Do enterprise social networks (ESNs) have the ability to influence or change company culture or identity? They do, although the experience will vary dramatically from organization to organization, and may be quite subtle or slow.

In a start-up, where company culture is often still evolving, an ESN might have a more immediate and obvious impact as it facilitates powerful connections and creates shared experiences. This article looks at the experience of Brandtone, where a mobile social network has, somewhat unexpectedly, helped to shape a global, informal and more unified identity for the company.

Start-Ups and Identity

Start-up companies tend to initially have strong organizational cultures, with employees enjoying an equally strong sense of identity. Invariably this is heavily influenced by the personality of the founder and the founding team, and the blueprint they lay in the way the firm operates.

Strong identities are also formed because start-ups have small number of employees who have to work very long hours but with a shared sense of mission and purpose. That collective experience of a working hard and being in a team that’s creating something from scratch can be powerful and engaging for employees. And while it’s not everybody’s cup of tea, it’s certainly a very different experience from working for a huge global corporation with 100,000 people.

GIVEN RECORDS |
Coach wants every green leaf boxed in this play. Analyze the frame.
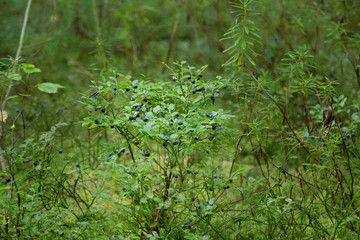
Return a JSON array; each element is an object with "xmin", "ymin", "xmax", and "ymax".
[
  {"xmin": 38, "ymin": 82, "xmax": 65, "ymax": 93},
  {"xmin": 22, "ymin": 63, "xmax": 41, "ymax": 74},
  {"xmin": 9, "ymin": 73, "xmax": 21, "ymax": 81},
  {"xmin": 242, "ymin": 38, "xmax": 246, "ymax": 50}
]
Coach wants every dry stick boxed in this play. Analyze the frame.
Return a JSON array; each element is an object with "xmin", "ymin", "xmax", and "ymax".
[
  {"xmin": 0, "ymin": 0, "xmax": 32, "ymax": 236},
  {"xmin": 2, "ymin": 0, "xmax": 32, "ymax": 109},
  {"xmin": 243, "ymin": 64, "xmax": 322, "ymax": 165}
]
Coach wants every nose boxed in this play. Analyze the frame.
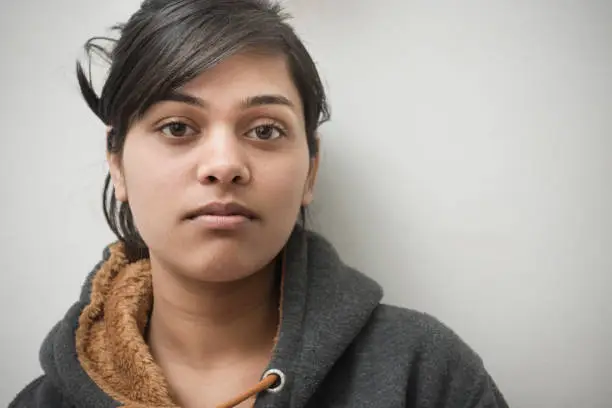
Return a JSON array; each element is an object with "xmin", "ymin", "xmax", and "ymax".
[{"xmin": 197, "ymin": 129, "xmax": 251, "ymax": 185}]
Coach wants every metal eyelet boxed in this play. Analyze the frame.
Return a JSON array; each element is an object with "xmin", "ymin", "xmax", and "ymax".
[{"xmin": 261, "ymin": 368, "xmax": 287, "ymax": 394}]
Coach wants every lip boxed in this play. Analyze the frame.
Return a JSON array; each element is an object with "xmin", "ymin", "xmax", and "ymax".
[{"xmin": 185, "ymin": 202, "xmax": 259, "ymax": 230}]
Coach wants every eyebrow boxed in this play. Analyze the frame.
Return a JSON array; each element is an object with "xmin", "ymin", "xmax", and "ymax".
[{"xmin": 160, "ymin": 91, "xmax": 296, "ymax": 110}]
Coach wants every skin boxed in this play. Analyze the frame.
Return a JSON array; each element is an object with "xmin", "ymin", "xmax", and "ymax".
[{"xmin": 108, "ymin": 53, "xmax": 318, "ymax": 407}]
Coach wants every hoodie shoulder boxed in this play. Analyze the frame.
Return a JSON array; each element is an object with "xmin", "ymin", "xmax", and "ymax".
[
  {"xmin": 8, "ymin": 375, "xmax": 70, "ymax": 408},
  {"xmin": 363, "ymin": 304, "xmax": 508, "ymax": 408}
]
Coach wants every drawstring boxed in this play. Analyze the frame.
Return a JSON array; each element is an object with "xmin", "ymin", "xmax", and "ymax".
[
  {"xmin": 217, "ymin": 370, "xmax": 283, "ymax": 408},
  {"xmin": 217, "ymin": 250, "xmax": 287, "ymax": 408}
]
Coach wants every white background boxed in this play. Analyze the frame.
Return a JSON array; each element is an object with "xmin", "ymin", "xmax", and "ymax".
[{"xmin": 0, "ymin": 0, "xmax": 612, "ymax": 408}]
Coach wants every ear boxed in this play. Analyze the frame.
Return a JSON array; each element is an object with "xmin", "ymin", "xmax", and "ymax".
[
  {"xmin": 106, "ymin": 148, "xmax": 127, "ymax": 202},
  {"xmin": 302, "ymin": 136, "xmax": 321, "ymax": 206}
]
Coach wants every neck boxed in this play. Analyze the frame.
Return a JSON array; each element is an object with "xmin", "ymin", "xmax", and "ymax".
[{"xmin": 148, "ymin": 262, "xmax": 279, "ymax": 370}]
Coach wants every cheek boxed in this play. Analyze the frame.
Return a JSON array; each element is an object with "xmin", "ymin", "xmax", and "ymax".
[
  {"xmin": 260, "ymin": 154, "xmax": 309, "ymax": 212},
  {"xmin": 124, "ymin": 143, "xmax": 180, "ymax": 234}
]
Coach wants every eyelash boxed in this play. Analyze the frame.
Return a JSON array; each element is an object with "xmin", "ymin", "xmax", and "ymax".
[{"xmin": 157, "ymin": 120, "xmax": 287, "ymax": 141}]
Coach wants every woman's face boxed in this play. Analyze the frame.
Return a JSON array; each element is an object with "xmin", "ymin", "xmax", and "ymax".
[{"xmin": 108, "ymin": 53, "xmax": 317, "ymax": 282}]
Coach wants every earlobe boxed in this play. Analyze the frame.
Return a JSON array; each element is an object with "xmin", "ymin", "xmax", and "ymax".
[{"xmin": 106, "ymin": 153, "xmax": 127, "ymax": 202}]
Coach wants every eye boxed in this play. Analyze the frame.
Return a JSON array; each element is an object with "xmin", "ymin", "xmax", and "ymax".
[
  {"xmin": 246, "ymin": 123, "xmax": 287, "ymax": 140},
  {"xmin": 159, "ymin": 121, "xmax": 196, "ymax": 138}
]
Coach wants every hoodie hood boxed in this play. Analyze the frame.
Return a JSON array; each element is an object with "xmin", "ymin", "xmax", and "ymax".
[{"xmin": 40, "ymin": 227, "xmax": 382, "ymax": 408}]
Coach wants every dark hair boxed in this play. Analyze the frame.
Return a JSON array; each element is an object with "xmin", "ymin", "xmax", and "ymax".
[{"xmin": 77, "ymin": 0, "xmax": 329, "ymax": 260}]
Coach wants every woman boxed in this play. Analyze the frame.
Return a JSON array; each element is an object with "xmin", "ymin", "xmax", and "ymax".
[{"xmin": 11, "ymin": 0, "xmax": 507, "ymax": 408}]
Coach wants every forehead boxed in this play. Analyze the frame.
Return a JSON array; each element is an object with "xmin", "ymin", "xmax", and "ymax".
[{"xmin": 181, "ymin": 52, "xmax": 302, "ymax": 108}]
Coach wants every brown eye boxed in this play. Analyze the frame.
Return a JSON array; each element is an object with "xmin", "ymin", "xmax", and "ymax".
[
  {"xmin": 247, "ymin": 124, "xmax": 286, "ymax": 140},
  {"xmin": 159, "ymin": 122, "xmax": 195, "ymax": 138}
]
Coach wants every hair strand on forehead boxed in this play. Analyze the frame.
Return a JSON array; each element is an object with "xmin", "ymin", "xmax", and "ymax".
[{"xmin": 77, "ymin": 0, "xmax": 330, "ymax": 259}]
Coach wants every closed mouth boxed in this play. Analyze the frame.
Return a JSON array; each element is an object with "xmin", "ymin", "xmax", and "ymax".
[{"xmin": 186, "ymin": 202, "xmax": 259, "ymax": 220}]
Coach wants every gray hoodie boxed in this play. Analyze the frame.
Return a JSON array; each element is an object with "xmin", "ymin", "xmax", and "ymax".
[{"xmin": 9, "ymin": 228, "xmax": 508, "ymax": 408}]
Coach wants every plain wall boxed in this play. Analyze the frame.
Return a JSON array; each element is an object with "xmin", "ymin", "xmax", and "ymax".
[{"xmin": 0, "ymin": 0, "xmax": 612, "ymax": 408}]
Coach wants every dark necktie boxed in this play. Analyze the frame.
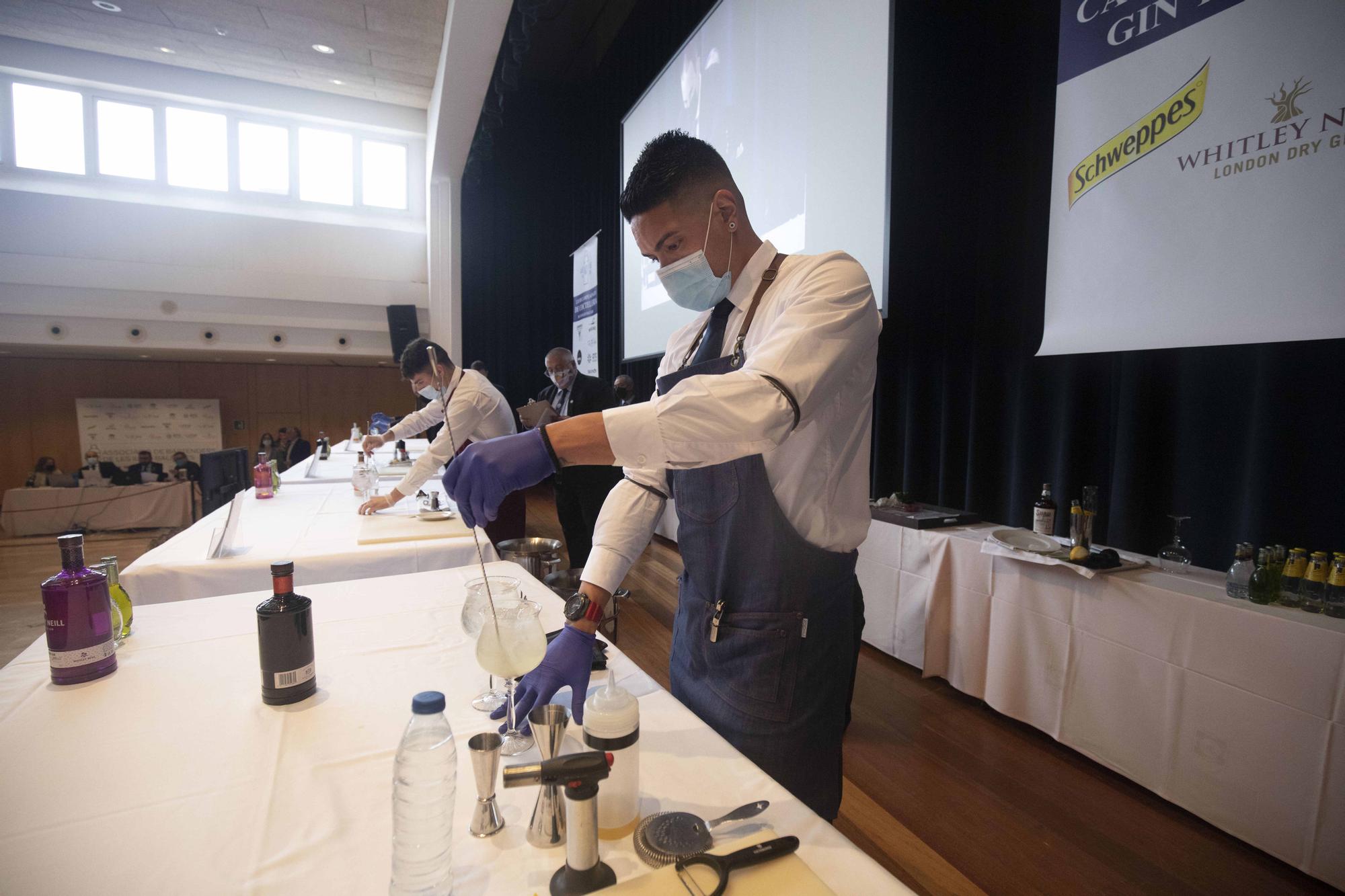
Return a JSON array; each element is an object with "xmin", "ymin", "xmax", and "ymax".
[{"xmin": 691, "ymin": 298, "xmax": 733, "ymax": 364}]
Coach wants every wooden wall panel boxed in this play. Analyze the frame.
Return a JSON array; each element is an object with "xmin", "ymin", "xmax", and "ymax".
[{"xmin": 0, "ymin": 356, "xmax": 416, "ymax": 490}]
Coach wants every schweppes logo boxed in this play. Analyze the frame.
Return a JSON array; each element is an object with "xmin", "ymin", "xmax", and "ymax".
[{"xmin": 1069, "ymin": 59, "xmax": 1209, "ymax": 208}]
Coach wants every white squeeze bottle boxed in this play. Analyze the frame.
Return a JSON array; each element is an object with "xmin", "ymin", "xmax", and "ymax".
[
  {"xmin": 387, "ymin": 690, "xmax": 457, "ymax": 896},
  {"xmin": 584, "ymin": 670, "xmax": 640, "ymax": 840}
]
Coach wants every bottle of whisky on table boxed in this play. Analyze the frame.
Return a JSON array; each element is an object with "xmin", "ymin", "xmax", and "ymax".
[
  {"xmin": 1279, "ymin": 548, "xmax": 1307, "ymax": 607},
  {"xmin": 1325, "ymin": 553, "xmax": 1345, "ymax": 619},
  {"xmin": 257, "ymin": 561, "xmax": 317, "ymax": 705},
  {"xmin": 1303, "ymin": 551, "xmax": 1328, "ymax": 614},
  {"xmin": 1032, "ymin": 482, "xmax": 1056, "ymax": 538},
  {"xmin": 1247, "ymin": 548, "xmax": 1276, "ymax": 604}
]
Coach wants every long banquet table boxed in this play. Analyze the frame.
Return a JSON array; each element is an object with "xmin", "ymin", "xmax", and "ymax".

TO-DO LIST |
a) List the three qualities that the article on enterprise social networks says Brandtone's mobile social network helped give the company's identity.
b) Resume the article on enterprise social networks and start-up identity, picking up after its final sentence.
The rows play no part in this work.

PER-TASK ANSWERS |
a) Global, informal, and more unified.

b)
As start-up companies grow and evolve -- sometimes at breakneck speed -- the road can be bumpy. Bringing in external hires, becoming more process-oriented and opening up offices in new locations can jar and cause the organizational equivalent of an identity crisis. There may be tension between the original start-up spirit and the culture of a more mature established company.

Founded in 2009 in Dublin, Ireland, Brandtone focuses on mobile to build consumer relationships in developing and emerging markets. Clients include global brands such as Unilever and the company recently launched a marketing platform called Konnect. The company continues to expand, receiving further funding in early 2014, and almost doubling the number of employees this year to around 200.

The Challenges of Expansion

While Brandtone’s expansion has been exciting for those who work there, it has had its challenges. In fact when I interviewed Brandtone’s Marketing Manager, Rachel O’Donovan, the firm’s exponential growth was putting pressure on the office space available in Brandtone’s Dublin HQ, and with all spare rooms booked, she spoke to me over the telephone from an office stairwell.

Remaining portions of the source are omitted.